** start of Data **
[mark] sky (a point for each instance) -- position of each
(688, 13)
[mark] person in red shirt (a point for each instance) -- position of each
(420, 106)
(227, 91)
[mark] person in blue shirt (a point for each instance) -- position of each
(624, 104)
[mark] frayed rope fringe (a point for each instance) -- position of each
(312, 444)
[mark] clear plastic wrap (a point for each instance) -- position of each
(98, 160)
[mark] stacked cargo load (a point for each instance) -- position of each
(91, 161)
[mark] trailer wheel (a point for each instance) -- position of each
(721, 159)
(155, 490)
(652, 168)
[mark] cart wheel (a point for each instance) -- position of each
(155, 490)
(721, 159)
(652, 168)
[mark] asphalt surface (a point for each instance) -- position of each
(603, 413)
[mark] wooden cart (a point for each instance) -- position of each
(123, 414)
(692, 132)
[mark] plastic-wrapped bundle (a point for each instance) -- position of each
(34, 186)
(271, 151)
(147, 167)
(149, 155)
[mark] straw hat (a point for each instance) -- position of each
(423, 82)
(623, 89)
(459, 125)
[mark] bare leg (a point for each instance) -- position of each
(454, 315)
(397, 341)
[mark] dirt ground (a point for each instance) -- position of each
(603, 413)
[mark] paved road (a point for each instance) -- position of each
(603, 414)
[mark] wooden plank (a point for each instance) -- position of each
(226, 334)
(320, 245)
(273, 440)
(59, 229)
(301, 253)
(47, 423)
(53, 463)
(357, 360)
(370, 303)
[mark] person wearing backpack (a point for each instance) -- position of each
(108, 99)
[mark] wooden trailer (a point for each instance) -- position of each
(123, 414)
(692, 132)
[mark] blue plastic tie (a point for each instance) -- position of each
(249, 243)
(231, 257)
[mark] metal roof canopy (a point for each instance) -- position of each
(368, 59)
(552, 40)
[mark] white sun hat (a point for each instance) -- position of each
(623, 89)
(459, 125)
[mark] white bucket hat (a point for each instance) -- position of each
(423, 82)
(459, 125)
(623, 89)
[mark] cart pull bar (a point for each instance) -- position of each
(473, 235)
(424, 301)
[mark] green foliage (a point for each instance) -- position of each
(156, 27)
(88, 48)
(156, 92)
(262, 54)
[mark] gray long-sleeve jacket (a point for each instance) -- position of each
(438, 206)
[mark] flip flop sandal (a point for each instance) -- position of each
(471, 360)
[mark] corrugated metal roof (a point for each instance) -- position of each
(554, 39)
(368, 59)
** end of Data **
— What you will do —
Reproduce every line of the material above verbatim, keeping the original order.

— The completed task —
[mark] sky (a point for each instance) -- position of each
(688, 13)
[mark] person in red shirt (a point for each instance) -- position of each
(420, 106)
(227, 91)
[mark] person in blue shirt (a point for each instance) -- position of each
(624, 104)
[mark] frayed rope fringe (a point for each instance) -- position of each
(312, 444)
[mark] clear plastic wrap (a point for each instance) -- position of each
(98, 160)
[mark] stacked cargo load (a point for each instance) -- position of each
(91, 161)
[mark] trailer wheel (a point for each instance) -- position of each
(721, 159)
(155, 490)
(652, 168)
[mark] cart wheel (a point for each instance) -- position of each
(155, 490)
(721, 159)
(652, 168)
[mark] asphalt surface (a point for each instance) -- position of each
(603, 413)
[mark] wooden cart (a point for each instance) -- position of each
(123, 414)
(692, 132)
[mark] plastic-wrapped bundle (a point for each instance) -- position of each
(34, 186)
(271, 151)
(147, 167)
(149, 155)
[mark] straw hat (a point for each instance) -- position of each
(423, 82)
(623, 89)
(459, 125)
[mark] bare leg (a point for each instance) -- position of each
(454, 315)
(397, 341)
[mark] dirt ground (a point for each instance) -- position of each
(603, 413)
[mark] paved road (a point for each instance) -- position of each
(603, 414)
[mark] wooden plank (a point for each instance) -- position of each
(226, 334)
(320, 245)
(273, 440)
(59, 229)
(301, 253)
(47, 423)
(53, 463)
(357, 360)
(370, 303)
[mark] person wearing backpack (a point for each instance) -- position of each
(108, 99)
[mark] wooden trailer (a point for each instance) -- position of each
(123, 414)
(692, 132)
[mark] blue plastic tie (a point for each instance) -- position of each
(249, 243)
(231, 257)
[mark] metal roof canopy (a point for each instance) -- position of each
(368, 59)
(552, 40)
[mark] white sun hat (a point for each instance) -- position of each
(623, 89)
(459, 125)
[mark] white bucket hat (a point for each instance) -- position of each
(423, 82)
(459, 125)
(623, 89)
[mark] cart pull bar (a point for each instance) -- position of each
(473, 235)
(424, 301)
[mark] green foliage (a point for each instance) -- position of each
(156, 27)
(88, 48)
(156, 92)
(262, 54)
[mark] gray long-sleeve jacket (a point for each instance) -- position of each
(438, 206)
[mark] flip flop sandal (a point for each instance) -- position of each
(471, 360)
[mark] corrugated metal roof (a point for each instance) -- position of each
(554, 39)
(368, 59)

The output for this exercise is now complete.